*Text provided*:
Almost four years ago, STH published Investigating fake Intel i350 network adapters. Since then, we have heard of numerous reports of counterfeit products being sold on Amazon and eBay. This week, we had a reader show us, in person, what he was shipped as a legitimate Intel adapter purchased on Amazon.com (likely from a marketplace seller.) For those who are not familiar, it is easy to assume this is a genuine part. When our reader tried using iPXE, a network booting tool, with the NIC, it failed even though genuine cards work without issue. In this article, we are going to show some signs of his counterfeit card so you can apply a critical eye to cards you may buy.

Intel Gigabit CT Desktop Adapter Background

First a quick background. The Intel Gigabit CT Adapter is considered a desktop gigabit Ethernet adapter. First launching in Q3, 2008, it is a venerable design but unlike other desktop adapters of its era, it has something important. The Intel Gigabit CT Adapter is built around an Intel 82574L NIC. At STH, in the first five years of the site, we saw the Intel 82574L become the de facto single port 1GbE solution for servers. The NICs were simply everywhere embedded on motherboard and in add-on card slots.

ASUS KGPE-D16 Intel 82574L NICs
ASUS KGPE-D16 Intel 82574L NICs

Since there were years of servers with these parts before they were replaced by the Intel i210-at NIC, they have a unique property: popularity. These NICs have enjoyed over a decade of widespread support in operating systems. If you wanted a 1GbE connection to “just work” even if an OS did not have your 100GbE adapter drivers, the Intel Gigabit CT Adapter with its Intel 82574L was a popular choice because they were inexpensive.

These are a single port, low profile PCIe Gen1.1 x1 NICs that yielded deployment versatility. Almost every server has a PCIe x1 slot or larger. Power consumption is a meager sub-2W so they run cool with minimal airflow. With an onboard server NIC, these cards are still widely used today. We have 1-2 in each lab location as “just in case” NICs.

*What you need to do*:
In the text on counterfeit Intel network adapters, which NIC is the Intel Gigabit CT Adapter built around?

*Dataset extract*:
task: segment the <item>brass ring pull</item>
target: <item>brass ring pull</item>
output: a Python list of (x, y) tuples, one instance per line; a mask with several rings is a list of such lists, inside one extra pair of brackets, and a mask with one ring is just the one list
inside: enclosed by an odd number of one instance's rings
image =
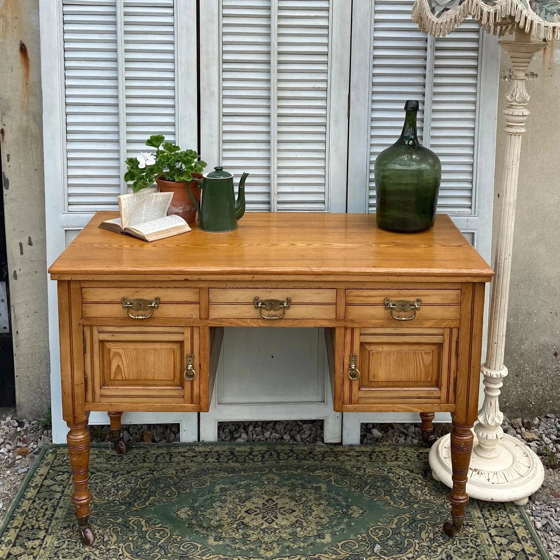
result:
[(186, 369), (184, 375), (187, 381), (192, 381), (197, 377), (197, 372), (194, 369), (194, 354), (186, 355)]
[(355, 354), (350, 354), (350, 367), (348, 369), (348, 377), (353, 381), (360, 379), (360, 370), (356, 367), (356, 362), (358, 357)]
[[(279, 299), (260, 299), (256, 296), (253, 299), (255, 304), (255, 309), (259, 310), (259, 313), (263, 319), (268, 319), (269, 321), (274, 321), (276, 319), (281, 319), (286, 314), (286, 309), (290, 309), (290, 304), (292, 303), (291, 298), (286, 298), (283, 301)], [(279, 315), (265, 315), (263, 311), (282, 311)]]
[[(129, 299), (124, 297), (120, 300), (123, 303), (123, 307), (127, 310), (127, 313), (131, 319), (149, 319), (153, 314), (154, 310), (160, 307), (159, 298), (154, 298), (153, 299)], [(147, 314), (138, 313), (133, 315), (130, 313), (131, 311), (147, 311), (148, 309), (150, 309), (150, 313)]]
[[(418, 298), (414, 302), (407, 301), (405, 299), (398, 299), (391, 301), (389, 298), (383, 300), (385, 309), (390, 310), (391, 317), (395, 321), (412, 321), (416, 317), (416, 312), (420, 309), (422, 300)], [(412, 315), (395, 315), (395, 312), (399, 313), (409, 313), (412, 312)]]

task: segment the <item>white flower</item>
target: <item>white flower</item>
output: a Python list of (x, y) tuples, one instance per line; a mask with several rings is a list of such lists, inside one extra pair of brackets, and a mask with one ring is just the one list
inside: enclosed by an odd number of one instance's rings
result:
[(146, 165), (153, 165), (156, 163), (156, 156), (148, 152), (141, 152), (140, 155), (137, 158), (138, 160), (138, 167), (143, 169)]

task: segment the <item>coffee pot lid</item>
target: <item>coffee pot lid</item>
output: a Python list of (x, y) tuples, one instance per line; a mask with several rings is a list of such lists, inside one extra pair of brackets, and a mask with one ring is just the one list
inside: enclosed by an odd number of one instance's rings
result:
[(218, 165), (214, 168), (213, 171), (204, 173), (202, 177), (205, 179), (231, 179), (233, 175), (228, 171), (224, 171), (221, 165)]

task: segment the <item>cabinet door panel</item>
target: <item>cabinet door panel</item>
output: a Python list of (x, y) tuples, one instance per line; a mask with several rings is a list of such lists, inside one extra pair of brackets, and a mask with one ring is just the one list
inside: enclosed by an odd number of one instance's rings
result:
[(361, 388), (432, 387), (439, 389), (441, 344), (360, 345)]
[(450, 344), (452, 330), (429, 329), (408, 334), (382, 332), (382, 329), (347, 330), (345, 370), (350, 354), (360, 371), (355, 380), (348, 378), (350, 404), (391, 402), (426, 404), (450, 402), (450, 374), (456, 361), (455, 347)]
[[(164, 399), (176, 404), (198, 404), (198, 331), (190, 327), (86, 327), (88, 401), (148, 404)], [(197, 372), (192, 381), (184, 375), (189, 354), (194, 355)]]

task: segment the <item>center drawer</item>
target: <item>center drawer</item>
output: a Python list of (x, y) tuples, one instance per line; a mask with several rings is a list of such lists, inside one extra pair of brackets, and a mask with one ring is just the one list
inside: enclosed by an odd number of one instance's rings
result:
[[(122, 298), (133, 303), (143, 300), (148, 304), (158, 298), (157, 307), (138, 311), (132, 316), (152, 314), (154, 319), (196, 319), (200, 316), (200, 290), (198, 288), (83, 288), (82, 313), (88, 318), (128, 318), (129, 310), (123, 307)], [(131, 321), (133, 320), (131, 319)]]
[[(268, 308), (255, 307), (255, 298)], [(274, 306), (274, 301), (279, 305)], [(288, 302), (289, 308), (282, 307)], [(211, 319), (334, 319), (337, 290), (293, 288), (211, 288), (208, 316)]]

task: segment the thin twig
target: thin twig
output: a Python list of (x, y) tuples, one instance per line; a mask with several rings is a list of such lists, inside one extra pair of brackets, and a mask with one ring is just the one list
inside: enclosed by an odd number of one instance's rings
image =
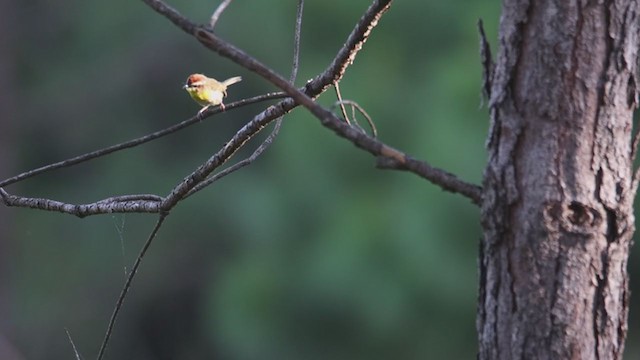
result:
[(104, 335), (104, 339), (102, 340), (102, 344), (100, 345), (100, 351), (98, 352), (98, 357), (97, 357), (98, 360), (102, 360), (102, 357), (104, 356), (104, 353), (107, 350), (107, 345), (109, 344), (109, 338), (111, 338), (111, 333), (113, 332), (113, 326), (116, 323), (118, 314), (120, 314), (120, 309), (122, 308), (124, 299), (126, 298), (127, 292), (131, 287), (131, 282), (133, 281), (133, 278), (136, 276), (136, 273), (138, 272), (138, 268), (142, 263), (142, 258), (144, 257), (144, 254), (147, 252), (147, 249), (149, 249), (149, 246), (153, 242), (153, 239), (155, 239), (156, 235), (158, 234), (158, 230), (160, 230), (162, 223), (164, 223), (164, 220), (167, 218), (168, 215), (169, 213), (167, 212), (160, 213), (160, 216), (158, 217), (158, 221), (156, 222), (156, 225), (153, 227), (153, 230), (149, 234), (147, 241), (142, 246), (142, 249), (140, 249), (140, 254), (138, 254), (138, 257), (136, 258), (136, 261), (133, 264), (133, 267), (131, 268), (131, 272), (127, 277), (127, 281), (125, 281), (124, 286), (122, 287), (122, 291), (120, 292), (120, 296), (118, 296), (118, 300), (116, 301), (116, 306), (113, 309), (113, 313), (111, 314), (111, 319), (109, 319), (109, 325), (107, 326), (107, 331)]
[[(128, 199), (131, 200), (119, 200)], [(83, 218), (90, 215), (111, 213), (157, 213), (163, 198), (156, 195), (127, 195), (96, 201), (90, 204), (68, 204), (61, 201), (29, 198), (9, 194), (0, 188), (0, 200), (6, 206), (55, 211)]]
[[(272, 100), (272, 99), (281, 99), (287, 97), (287, 95), (285, 93), (282, 92), (276, 92), (276, 93), (269, 93), (269, 94), (264, 94), (264, 95), (259, 95), (259, 96), (254, 96), (252, 98), (248, 98), (248, 99), (243, 99), (240, 101), (236, 101), (230, 104), (227, 104), (225, 106), (226, 111), (229, 111), (231, 109), (237, 108), (237, 107), (241, 107), (241, 106), (246, 106), (249, 104), (253, 104), (253, 103), (257, 103), (257, 102), (261, 102), (261, 101), (265, 101), (265, 100)], [(203, 113), (202, 119), (209, 117), (213, 114), (217, 114), (221, 112), (219, 107), (215, 107), (212, 108), (206, 112)], [(129, 148), (133, 148), (136, 147), (138, 145), (142, 145), (144, 143), (147, 143), (149, 141), (161, 138), (163, 136), (172, 134), (176, 131), (182, 130), (188, 126), (191, 126), (193, 124), (197, 124), (201, 121), (201, 118), (198, 118), (197, 116), (194, 116), (188, 120), (184, 120), (176, 125), (170, 126), (168, 128), (162, 129), (160, 131), (156, 131), (154, 133), (136, 138), (136, 139), (132, 139), (126, 142), (123, 142), (121, 144), (116, 144), (116, 145), (112, 145), (100, 150), (96, 150), (96, 151), (92, 151), (86, 154), (82, 154), (79, 156), (75, 156), (66, 160), (62, 160), (53, 164), (49, 164), (46, 166), (42, 166), (33, 170), (29, 170), (26, 172), (23, 172), (21, 174), (18, 174), (16, 176), (10, 177), (8, 179), (5, 179), (3, 181), (0, 182), (0, 187), (2, 186), (7, 186), (10, 184), (14, 184), (18, 181), (21, 180), (25, 180), (31, 177), (34, 177), (36, 175), (40, 175), (42, 173), (48, 172), (48, 171), (52, 171), (52, 170), (56, 170), (56, 169), (60, 169), (60, 168), (64, 168), (64, 167), (69, 167), (72, 165), (76, 165), (85, 161), (89, 161), (101, 156), (105, 156), (107, 154), (111, 154), (114, 153), (116, 151), (120, 151), (120, 150), (124, 150), (124, 149), (129, 149)]]
[(495, 64), (491, 57), (491, 46), (484, 33), (482, 19), (478, 19), (478, 33), (480, 34), (480, 59), (482, 62), (482, 95), (489, 101), (491, 99), (491, 85)]
[(230, 3), (231, 3), (231, 0), (223, 0), (220, 3), (220, 5), (218, 5), (216, 10), (213, 12), (213, 14), (211, 15), (211, 20), (209, 20), (209, 27), (211, 28), (211, 30), (213, 30), (213, 28), (216, 26), (216, 23), (218, 22), (218, 18), (220, 18), (220, 15), (222, 15), (222, 12), (224, 11), (224, 9), (227, 8), (227, 6)]
[(338, 97), (338, 104), (340, 104), (340, 110), (342, 111), (342, 117), (344, 117), (344, 121), (347, 122), (347, 124), (351, 125), (351, 122), (349, 121), (349, 116), (347, 116), (347, 109), (345, 109), (344, 107), (344, 102), (342, 102), (342, 94), (340, 93), (340, 83), (339, 82), (334, 82), (333, 83), (333, 88), (336, 90), (336, 97)]
[[(371, 136), (373, 136), (374, 138), (377, 138), (378, 129), (376, 128), (376, 124), (373, 122), (373, 118), (371, 117), (371, 115), (369, 115), (369, 113), (367, 113), (366, 110), (362, 106), (360, 106), (360, 104), (352, 100), (338, 100), (336, 104), (334, 104), (334, 107), (339, 105), (341, 108), (344, 109), (345, 104), (351, 105), (351, 111), (352, 111), (351, 117), (353, 118), (353, 121), (357, 124), (356, 116), (355, 116), (355, 110), (357, 109), (358, 112), (362, 114), (362, 116), (367, 120), (367, 123), (371, 128)], [(358, 127), (362, 128), (360, 125), (358, 125)]]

*Correct response*:
The Intel 82574L NIC.